Start of Block

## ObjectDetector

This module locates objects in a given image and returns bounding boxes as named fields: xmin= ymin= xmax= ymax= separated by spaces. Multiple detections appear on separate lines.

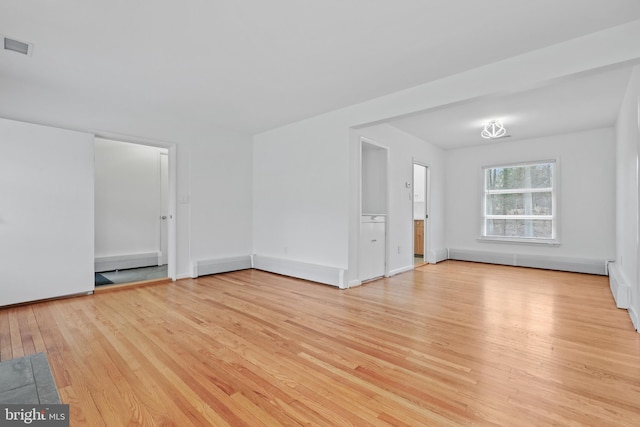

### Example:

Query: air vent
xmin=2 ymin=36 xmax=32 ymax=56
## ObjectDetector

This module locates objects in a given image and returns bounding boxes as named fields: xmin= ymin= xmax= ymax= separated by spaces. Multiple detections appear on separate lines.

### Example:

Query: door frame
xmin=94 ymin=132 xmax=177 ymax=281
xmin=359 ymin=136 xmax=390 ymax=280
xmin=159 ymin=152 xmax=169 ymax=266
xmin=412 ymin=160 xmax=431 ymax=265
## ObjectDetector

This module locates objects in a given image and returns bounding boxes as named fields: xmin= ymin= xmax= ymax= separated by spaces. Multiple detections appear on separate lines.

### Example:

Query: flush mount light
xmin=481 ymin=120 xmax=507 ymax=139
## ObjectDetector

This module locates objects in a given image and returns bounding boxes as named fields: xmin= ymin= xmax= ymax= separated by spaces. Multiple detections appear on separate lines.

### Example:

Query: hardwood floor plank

End of Block

#### [Exercise objective]
Every line in the records is to be retyped exactly as it stands; the pictures stay out.

#### [Reply to the exercise]
## ObjectDetector

This module locates objects in a given image and returns bounding boxes as named fields: xmin= ymin= xmax= ymax= separated by spaces. Multiple detections appear on separate lines.


### Example:

Query: air vent
xmin=2 ymin=36 xmax=32 ymax=56
## ObjectDetector

This module locates objects in a given image and returns bounding boxes as named fields: xmin= ymin= xmax= ymax= separated by spaces. Multiple detections appear on separate lines.

### Example:

Query: door frame
xmin=94 ymin=132 xmax=177 ymax=281
xmin=359 ymin=136 xmax=390 ymax=280
xmin=159 ymin=152 xmax=169 ymax=266
xmin=412 ymin=160 xmax=431 ymax=265
## ObjectDetector

This module locates objects in a given image and returns bounding boxes as named fields: xmin= ymin= xmax= ymax= separated by spaces. Multiple detections appear on separate lines.

### Example:

Query: flush mount light
xmin=481 ymin=120 xmax=507 ymax=139
## ObjectDetector

This module locates objects in a given image and returns bounding boxes as named fields: xmin= ymin= xmax= ymax= separated by spaces. Multiple detections appear on separate lines.

### Example:

Query: hardwood floor plank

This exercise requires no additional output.